In avanti la caratteristica ed ariosa produzione offensiva di Pep troverebbe una bocca di fuoco formidabile in Cristiano, specialmente alla luce dell’importanza che i cross bassi rivestono nel paradigma guardiolano 3.0. Con il portoghese esterno a sinistra, si dovrebbe rinunciare all’occupazione del campo in ampiezza – a meno di far ricevere Alex Sandro sempre abbondantemente dentro il campo avversario – ma se ne guadagnerebbe in efficacia offensiva. È dunque già abbastanza facile immaginare uno sviluppo della manovra a destra, con finalizzazione opposta. Ci sarebbe altresì molta curiosità attorno a Dybala: se alcuni lo invocano a mo’ di mezz’ala, noi non possiamo non lasciarci suggestionare da un ruolo à la Agüero. Riportato finalmente al centro dell’attacco, con un lavoro minimo sui movimenti con Cristiano, Dybala potrebbe raggiungere appieno il suo potenziale di attaccante, alternando movimenti orizzontali in costruzione della manovra a repentine tracce verticali negli ultimi 20 metri. Guardiola darebbe nuovo lustro a Douglas Costa che proprio con il catalano in Baviera ha vissuto le sue migliori stagioni. Si dovrebbe adattare ad una posizione sul piede debole, ma gli scambi con Pjanić e Cancelo promettono bene da quel lato.

VOCI FORNITE:
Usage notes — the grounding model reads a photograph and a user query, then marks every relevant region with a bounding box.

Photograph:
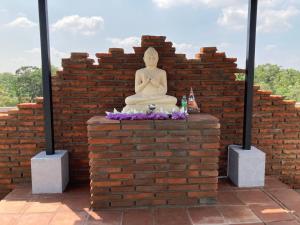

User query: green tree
[0,66,57,106]
[14,66,43,102]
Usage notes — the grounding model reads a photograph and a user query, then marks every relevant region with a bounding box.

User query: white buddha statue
[122,47,179,113]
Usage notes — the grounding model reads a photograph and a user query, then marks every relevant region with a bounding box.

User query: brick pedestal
[88,114,220,209]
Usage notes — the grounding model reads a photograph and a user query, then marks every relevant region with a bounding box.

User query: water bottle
[181,95,187,113]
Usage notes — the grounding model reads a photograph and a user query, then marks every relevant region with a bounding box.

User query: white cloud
[173,42,199,58]
[107,36,141,52]
[257,6,299,32]
[152,0,300,32]
[217,0,300,33]
[52,15,104,36]
[264,44,277,51]
[152,0,244,9]
[217,7,247,30]
[0,8,8,13]
[25,47,68,58]
[6,16,37,28]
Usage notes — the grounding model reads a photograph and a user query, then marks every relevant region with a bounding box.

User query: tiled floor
[0,177,300,225]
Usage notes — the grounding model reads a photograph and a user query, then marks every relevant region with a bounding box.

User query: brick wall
[0,36,300,191]
[0,98,44,192]
[88,114,220,208]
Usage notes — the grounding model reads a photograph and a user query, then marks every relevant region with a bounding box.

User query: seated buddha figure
[122,47,179,113]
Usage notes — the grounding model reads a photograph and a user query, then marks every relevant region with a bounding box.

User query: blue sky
[0,0,300,72]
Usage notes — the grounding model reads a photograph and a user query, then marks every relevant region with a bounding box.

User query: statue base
[87,114,220,210]
[122,104,179,113]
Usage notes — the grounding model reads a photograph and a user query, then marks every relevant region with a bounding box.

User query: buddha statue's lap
[123,47,178,112]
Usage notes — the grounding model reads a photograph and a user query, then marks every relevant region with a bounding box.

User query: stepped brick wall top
[0,36,300,192]
[88,114,220,208]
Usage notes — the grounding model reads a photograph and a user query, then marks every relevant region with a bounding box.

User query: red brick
[156,178,187,184]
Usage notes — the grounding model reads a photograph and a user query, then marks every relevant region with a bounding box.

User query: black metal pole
[39,0,55,155]
[243,0,257,150]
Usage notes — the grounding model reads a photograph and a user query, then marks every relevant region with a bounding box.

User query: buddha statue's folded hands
[122,47,178,113]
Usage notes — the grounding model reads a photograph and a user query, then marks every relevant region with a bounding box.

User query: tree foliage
[0,66,57,107]
[236,64,300,102]
[254,64,300,102]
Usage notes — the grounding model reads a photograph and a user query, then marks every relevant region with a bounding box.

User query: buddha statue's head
[144,47,158,68]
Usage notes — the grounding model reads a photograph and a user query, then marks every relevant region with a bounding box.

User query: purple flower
[106,112,187,120]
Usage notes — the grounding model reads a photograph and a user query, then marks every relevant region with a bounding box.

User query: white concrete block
[31,150,69,194]
[227,145,266,187]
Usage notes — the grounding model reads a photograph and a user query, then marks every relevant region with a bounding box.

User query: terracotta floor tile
[154,208,192,225]
[250,205,293,222]
[49,211,88,225]
[188,206,225,225]
[122,209,154,225]
[217,206,262,224]
[266,220,300,225]
[0,200,27,213]
[17,213,54,225]
[217,191,245,205]
[24,199,62,213]
[264,177,290,189]
[236,190,276,205]
[0,213,20,225]
[268,189,300,205]
[228,223,265,225]
[58,197,90,211]
[285,202,300,217]
[86,211,122,225]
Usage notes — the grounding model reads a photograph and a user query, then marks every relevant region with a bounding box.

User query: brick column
[88,114,220,208]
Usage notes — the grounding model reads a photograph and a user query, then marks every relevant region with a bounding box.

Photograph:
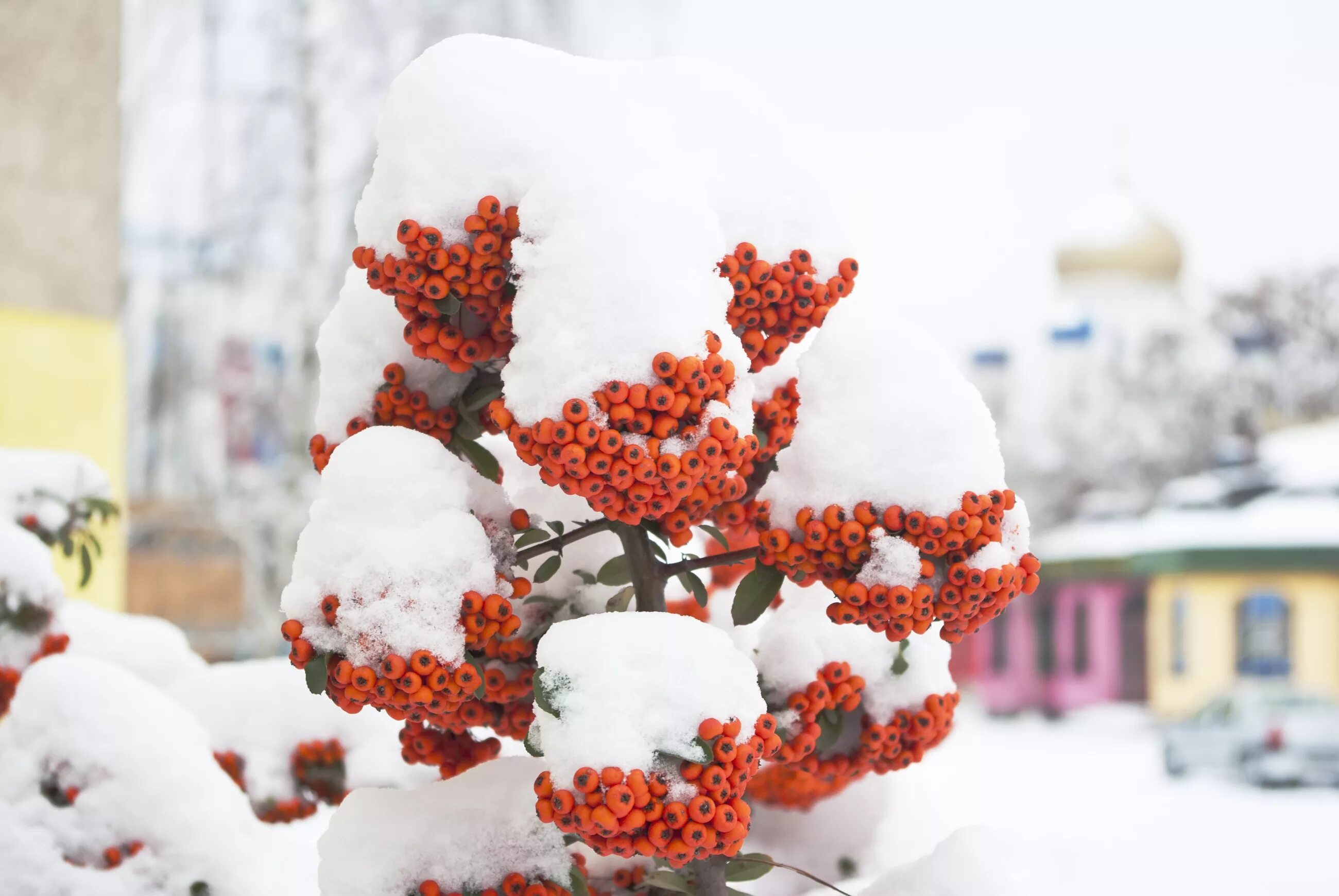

CONSEGNA:
Riprendi il brano sul gioco offensivo di Guardiola e proseguilo a partire dalla sua ultima frase.

SVOLGIMENTO:
Ovviamente questa non è che una delle opzioni a disposizione di Guardiola. Per quelli che sono i suoi principi, essi possono trovare applicazione in altri moduli (i quali, giova ricordarlo, non rivestono che un ruolo marginale nel calcio moderno e in particolar modo nel “suo” calcio). Ad esempio, ci sarebbe tanta curiosità attorno ad un potenziale ritorno alla difesa a tre. Con Can terzo di destra, nel ruolo del fu Barzagli, si potrebbero avanzare sia Cancelo che Alex Sandro senza quindi rinunciare all’occupazione di tutta l’ampiezza da entrambi i lati. Un centrocampo a due, come quello che aveva adottato in Baviera, troverebbe in Pjanić e Bentancur due degni interpreti, ma bisognerebbe trovare il modo di non lasciar sguarnito nessuno dei corridoi intermedi (Dybala? Bernardeschi?). Il tridente offensivo potrebbe ruotare gli uomini. Già affrontata la soluzione con Costa a destra e Dybala al centro, vale la pena esplorare i movimenti di Cristiano unica punta, magari in sincrono con le ali che a turno gli vanno a portar via uomini dal centro del campo.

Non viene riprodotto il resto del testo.